> **Recorded data**:
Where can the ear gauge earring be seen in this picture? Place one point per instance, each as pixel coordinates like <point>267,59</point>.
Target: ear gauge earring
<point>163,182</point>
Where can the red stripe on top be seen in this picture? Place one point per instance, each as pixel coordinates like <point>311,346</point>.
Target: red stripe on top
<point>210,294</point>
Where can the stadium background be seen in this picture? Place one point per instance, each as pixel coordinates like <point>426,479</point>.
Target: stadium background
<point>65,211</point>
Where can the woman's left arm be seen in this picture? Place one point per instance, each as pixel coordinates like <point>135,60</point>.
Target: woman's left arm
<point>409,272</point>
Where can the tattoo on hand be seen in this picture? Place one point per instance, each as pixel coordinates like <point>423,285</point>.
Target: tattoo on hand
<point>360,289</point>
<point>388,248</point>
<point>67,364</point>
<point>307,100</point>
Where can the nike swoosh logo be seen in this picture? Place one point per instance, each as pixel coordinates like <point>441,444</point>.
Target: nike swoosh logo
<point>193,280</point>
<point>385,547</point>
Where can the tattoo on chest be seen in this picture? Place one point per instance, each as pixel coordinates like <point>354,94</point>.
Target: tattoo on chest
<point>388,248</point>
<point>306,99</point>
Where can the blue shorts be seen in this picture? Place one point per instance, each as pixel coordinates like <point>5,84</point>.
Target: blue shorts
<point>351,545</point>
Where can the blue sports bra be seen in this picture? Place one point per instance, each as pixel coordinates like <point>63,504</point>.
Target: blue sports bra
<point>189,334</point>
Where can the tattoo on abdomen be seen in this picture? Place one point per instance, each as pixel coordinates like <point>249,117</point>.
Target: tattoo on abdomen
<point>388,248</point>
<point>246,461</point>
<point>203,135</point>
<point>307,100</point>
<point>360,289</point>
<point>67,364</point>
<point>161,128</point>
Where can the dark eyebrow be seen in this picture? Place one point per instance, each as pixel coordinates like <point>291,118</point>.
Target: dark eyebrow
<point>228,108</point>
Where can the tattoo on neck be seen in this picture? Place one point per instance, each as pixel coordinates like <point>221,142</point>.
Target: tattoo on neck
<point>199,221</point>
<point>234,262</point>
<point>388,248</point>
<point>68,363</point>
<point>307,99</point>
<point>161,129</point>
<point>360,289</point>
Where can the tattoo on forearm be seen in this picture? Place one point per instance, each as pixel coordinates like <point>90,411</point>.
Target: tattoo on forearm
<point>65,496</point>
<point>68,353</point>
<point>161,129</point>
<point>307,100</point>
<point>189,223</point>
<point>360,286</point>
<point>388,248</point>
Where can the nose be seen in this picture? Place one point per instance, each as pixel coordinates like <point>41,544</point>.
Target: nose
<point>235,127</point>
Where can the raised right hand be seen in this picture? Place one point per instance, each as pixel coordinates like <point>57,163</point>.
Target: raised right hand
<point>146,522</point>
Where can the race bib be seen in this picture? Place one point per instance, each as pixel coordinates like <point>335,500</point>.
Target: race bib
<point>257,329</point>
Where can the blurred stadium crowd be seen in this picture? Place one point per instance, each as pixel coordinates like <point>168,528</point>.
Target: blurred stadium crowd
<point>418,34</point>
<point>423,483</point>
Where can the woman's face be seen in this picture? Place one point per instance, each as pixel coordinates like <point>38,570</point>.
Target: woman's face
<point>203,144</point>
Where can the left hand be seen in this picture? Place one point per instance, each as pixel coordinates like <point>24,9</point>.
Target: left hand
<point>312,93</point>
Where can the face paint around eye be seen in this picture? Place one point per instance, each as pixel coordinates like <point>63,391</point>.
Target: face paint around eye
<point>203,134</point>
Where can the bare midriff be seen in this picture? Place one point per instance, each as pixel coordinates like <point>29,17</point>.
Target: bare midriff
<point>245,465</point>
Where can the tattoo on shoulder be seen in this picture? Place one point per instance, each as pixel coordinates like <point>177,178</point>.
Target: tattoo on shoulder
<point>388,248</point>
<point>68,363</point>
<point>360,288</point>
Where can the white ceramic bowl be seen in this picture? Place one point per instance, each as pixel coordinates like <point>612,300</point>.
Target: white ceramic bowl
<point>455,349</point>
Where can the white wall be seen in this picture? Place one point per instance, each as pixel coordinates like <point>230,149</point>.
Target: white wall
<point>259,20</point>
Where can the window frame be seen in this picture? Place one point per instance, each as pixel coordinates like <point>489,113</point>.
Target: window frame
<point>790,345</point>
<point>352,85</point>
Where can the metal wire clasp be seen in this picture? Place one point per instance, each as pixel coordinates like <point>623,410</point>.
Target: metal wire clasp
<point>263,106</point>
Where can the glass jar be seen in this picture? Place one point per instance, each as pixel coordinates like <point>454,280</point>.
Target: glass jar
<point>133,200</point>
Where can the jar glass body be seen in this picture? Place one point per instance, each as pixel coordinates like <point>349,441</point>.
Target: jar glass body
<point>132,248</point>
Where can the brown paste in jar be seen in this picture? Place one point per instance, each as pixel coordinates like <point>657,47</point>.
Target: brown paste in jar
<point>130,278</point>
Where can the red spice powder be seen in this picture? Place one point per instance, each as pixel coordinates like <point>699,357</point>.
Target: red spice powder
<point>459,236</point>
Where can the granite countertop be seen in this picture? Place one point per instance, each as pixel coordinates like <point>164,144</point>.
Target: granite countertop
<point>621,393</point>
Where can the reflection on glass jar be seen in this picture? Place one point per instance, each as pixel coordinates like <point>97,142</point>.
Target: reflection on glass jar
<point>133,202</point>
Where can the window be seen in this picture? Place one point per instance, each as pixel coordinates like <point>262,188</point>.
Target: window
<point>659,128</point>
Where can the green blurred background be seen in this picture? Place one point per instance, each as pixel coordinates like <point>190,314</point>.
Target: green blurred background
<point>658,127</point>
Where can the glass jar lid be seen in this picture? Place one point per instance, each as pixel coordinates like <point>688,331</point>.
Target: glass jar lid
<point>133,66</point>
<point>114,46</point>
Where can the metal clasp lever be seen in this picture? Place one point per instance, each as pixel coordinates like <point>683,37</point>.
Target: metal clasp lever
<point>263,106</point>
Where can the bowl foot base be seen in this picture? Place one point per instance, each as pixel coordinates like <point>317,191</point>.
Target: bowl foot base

> **What to do**: Print every row above again, line for line, without changing anything.

> **Finished answer**:
Where can the ear gauge earring be seen in this picture? Place one point per instance, each as pixel coordinates like <point>267,59</point>.
Target: ear gauge earring
<point>163,182</point>
Where can the red stripe on top be seen in this picture? Place one point per instance, each as pixel coordinates like <point>311,346</point>.
Target: red stripe on top
<point>210,294</point>
Where can the stadium background be seen in this picture? Place one point per instance, each as pixel coordinates like <point>426,479</point>.
Target: stadium background
<point>65,211</point>
Where can the woman's left arm be seen in this picture? Place one point per instance, each as pixel coordinates like <point>135,60</point>.
Target: woman's left arm
<point>409,272</point>
Where can the tattoo on hand be seen in this picture? Place one point per instance, each as pixel coordinates like <point>423,285</point>.
Target: tattoo on hand
<point>360,289</point>
<point>388,248</point>
<point>67,364</point>
<point>307,100</point>
Where can the nike swoosh logo be seen in this picture? Place one point per instance, each as pixel coordinates like <point>441,444</point>.
Target: nike swoosh logo
<point>193,280</point>
<point>385,547</point>
Where can the tattoo on chest be seen in this picture? Place one point per instance, each as pixel coordinates like <point>354,94</point>.
Target: tattoo on chest
<point>388,248</point>
<point>306,99</point>
Where can the blue shorts be seen in this picture? Place one point per instance, each as pixel coordinates like <point>5,84</point>.
Target: blue shorts
<point>351,545</point>
Where can the blue sports bra be seen in this picture? Place one point per instance, each as pixel coordinates like <point>63,504</point>.
Target: blue sports bra
<point>189,334</point>
Where can the tattoo on abdomen be seen in this picture? Place one point per instance, each as pixel coordinates like <point>249,117</point>.
Target: tattoo on abdomen
<point>388,248</point>
<point>246,461</point>
<point>203,135</point>
<point>307,100</point>
<point>360,289</point>
<point>67,364</point>
<point>161,128</point>
Where can the dark eyebrow be seen in this picture? Place one point per instance, each as pixel coordinates like <point>291,118</point>.
Target: dark eyebrow
<point>228,108</point>
Where can the tattoo on neck be seen in this picture? Place one point per instance, each as pixel coordinates like <point>221,142</point>.
Target: tattoo on neck
<point>199,221</point>
<point>234,262</point>
<point>388,248</point>
<point>68,363</point>
<point>307,99</point>
<point>161,129</point>
<point>360,289</point>
Where can the tattoo on forearm be seen in this picture? Place one point per instance, each as pixel coordinates like <point>90,411</point>.
Target: tattoo on forearm
<point>65,496</point>
<point>68,353</point>
<point>161,129</point>
<point>307,100</point>
<point>189,223</point>
<point>360,286</point>
<point>388,248</point>
Where can the nose be seen in this picture? Place one point per instance, each as pixel coordinates like <point>41,544</point>.
Target: nose
<point>235,127</point>
Where can the raised right hand be seen in this picture? Place one point per instance, each as pixel coordinates like <point>57,163</point>.
Target: raised right hand
<point>146,522</point>
Where can the race bib be seen in this picture? Place one point per instance, each as pixel coordinates like <point>335,500</point>.
Target: race bib
<point>257,329</point>
Where can the blurred stadium crowd be seen in this picture? Place one point per instance, each as pixel coordinates like <point>168,528</point>.
Target: blurred stadium crowd
<point>418,34</point>
<point>423,483</point>
Where can the woman's face be seen in this picture? Place one point per instance, each as pixel coordinates like <point>38,570</point>.
Target: woman's face
<point>203,144</point>
Where can the left hand be seen in this picture? Place one point per instance, each as pixel coordinates like <point>24,9</point>.
Target: left hand
<point>312,93</point>
Where can the face paint around eye be seen in this picture? Place one point per instance, each as pixel coordinates like <point>63,391</point>.
Target: face paint around eye
<point>203,134</point>
Where can the bare midriff be seen in this picture? Place one point per instance, each as pixel coordinates like <point>29,17</point>.
Target: bare midriff
<point>245,465</point>
Where can the tattoo on shoulder be seen in this picture? Place one point per instance, each as pixel coordinates like <point>177,178</point>.
Target: tattoo on shoulder
<point>388,248</point>
<point>68,363</point>
<point>360,288</point>
Where can the white ceramic bowl be seen in this picture? Place one point per instance, each as pixel coordinates like <point>612,300</point>.
Target: white ceramic bowl
<point>455,349</point>
Where can the white wall be seen in this picture? Place one point per instance, each as pixel coordinates like <point>230,149</point>.
Target: white wall
<point>259,20</point>
Where can the window frame be seen in this picture? Place one point per instance, each as pixel coordinates like <point>489,113</point>.
Target: window frame
<point>790,345</point>
<point>352,85</point>
Where can the metal wire clasp be seen in this picture? Place one point per instance, each as pixel coordinates like <point>623,410</point>.
Target: metal wire clasp
<point>263,106</point>
Where can the glass jar be seen in this picture? Place one point per instance, each as pixel coordinates like <point>454,280</point>.
Target: glass jar
<point>133,200</point>
Where can the jar glass body be seen in this picture? Place one point per instance, each as pixel coordinates like <point>349,441</point>.
Target: jar glass body
<point>132,248</point>
Where can the brown paste in jar be seen in this picture? Place one point per instance, each as pixel coordinates like <point>657,47</point>.
Target: brown paste in jar
<point>130,278</point>
Where can the red spice powder be seen in this picture? Place one point per instance, each as pixel coordinates like <point>699,357</point>.
Target: red spice powder
<point>459,236</point>
Where can the granite countertop be seen in this picture? Place one point per instance, each as pixel coordinates like <point>164,144</point>.
Target: granite countertop
<point>621,393</point>
Where can the reflection on glass jar be seen in this picture? Place one point per instance, each as pixel coordinates like <point>97,142</point>.
Target: reflection on glass jar
<point>133,202</point>
Where can the window be seen in this picture? Place one point per instance, each as pixel coordinates like <point>262,188</point>.
Target: window
<point>659,128</point>
Where can the green blurred background be seen in this picture? Place one point per instance, each as pixel coordinates like <point>190,314</point>.
Target: green blurred background
<point>658,127</point>
Where can the glass jar lid be seen in this picture? Place one point per instance, each as pixel coordinates like <point>688,331</point>.
Target: glass jar lid
<point>133,66</point>
<point>114,46</point>
Where can the metal clasp lever be seen in this picture? Place one point per instance, each as pixel coordinates like <point>683,37</point>.
Target: metal clasp lever
<point>263,106</point>
Where can the bowl foot base be seen in this picture? Place one point per instance, each as pixel coordinates like <point>317,191</point>.
Target: bowl foot base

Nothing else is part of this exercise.